かなり悪いオヤジの超独断映画批評。ネタばれごめんの毒舌映画評論ですのでお取扱いにはご注意願います。

えびボクサー

2007年11月03日 | ネタバレなし批評篇
昔、川口浩を探検隊長にすえた『水曜スペシャル』なる超ヤラセTV番組が存在した。『アマゾンの奥地に○○○原人を探せ!』とか『恐怖の人食い鮫を○○○海に見た!』などのセンセーショナルなタイトリングが受け、高視聴率を獲得したことも記憶に新しい(?)。「そんなもん、いるわけないやろ」とは思いながらも、その怪物を真剣になって探す探検隊の表情が非常に面白くついつい見てしまったのを覚えている。

カリブ海に生息するマンチェス・シュリンプなるエビに、マジでボクシングをやらせようとする発想が凄い。この映画自体がスポンサー探しにかなり苦労させられたらしいが(そりゃそうだろう)、劇中TV局へのえびボクサー売込みに難航する主人公の姿は、そのまま監督兼脚本家のマーク・ロックに重なるのだ。

(提示データ):
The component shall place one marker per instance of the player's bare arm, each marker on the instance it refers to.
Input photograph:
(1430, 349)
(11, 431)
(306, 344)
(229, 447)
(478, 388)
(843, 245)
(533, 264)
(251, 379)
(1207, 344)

(課題 A):
『えびボクサー』の批評から、「2007年11月03日 | ネタバレなし批評篇」で始まり「マーク・ロックに重なるのだ。」に至るまでの部分を、一字も変えずに引用してください。
(課題 B):
『えびボクサー』の批評を読んで、次の問いに答えてください。
(i) 『水曜スペシャル』で探検隊長を務めたのは誰か。
(ii) ボクシングをやらせようとしたエビは何という名前で、どこに生息しているか。
(iii) この映画の監督兼脚本家は誰か。
(課題 C):
『えびボクサー』の批評の最後の文に続けて、その先を書いてください。

(回答 A):
2007年11月03日 | ネタバレなし批評篇
昔、川口浩を探検隊長にすえた『水曜スペシャル』なる超ヤラセTV番組が存在した。『アマゾンの奥地に○○○原人を探せ!』とか『恐怖の人食い鮫を○○○海に見た!』などのセンセーショナルなタイトリングが受け、高視聴率を獲得したことも記憶に新しい(?)。「そんなもん、いるわけないやろ」とは思いながらも、その怪物を真剣になって探す探検隊の表情が非常に面白くついつい見てしまったのを覚えている。

カリブ海に生息するマンチェス・シュリンプなるエビに、マジでボクシングをやらせようとする発想が凄い。この映画自体がスポンサー探しにかなり苦労させられたらしいが(そりゃそうだろう)、劇中TV局へのえびボクサー売込みに難航する主人公の姿は、そのまま監督兼脚本家のマーク・ロックに重なるのだ。

(回答 B):
(i) 川口浩
(ii) マンチェス・シュリンプ。カリブ海に生息している。
(iii) マーク・ロック

(回答 C):
ホテルの部屋で、金魚鉢に入った小エビを食べさせたり、甲羅が乾かないように保湿クリームを塗ったり、どう見てもハリボテにしか見えないえびボクサーの足がしびれないようマッサージをほどこす姿が、なんといってもこっけいでおかしい。

ネッシーやミステリー・サークルなどを生んだイギリスは、こういったB級ナンセンス映画に金を出す洒落っ気がまだ残っているということだ。見世物のエビに同情した主人公が人間性を取り戻す、なかなかホロっとさせられるヒューマンな終わり方で映画は幕を閉じる。変なウメキ声と手足をばたつかせるだけのエビちゃんに、観客はなぜかKOさせられてしまうのだ。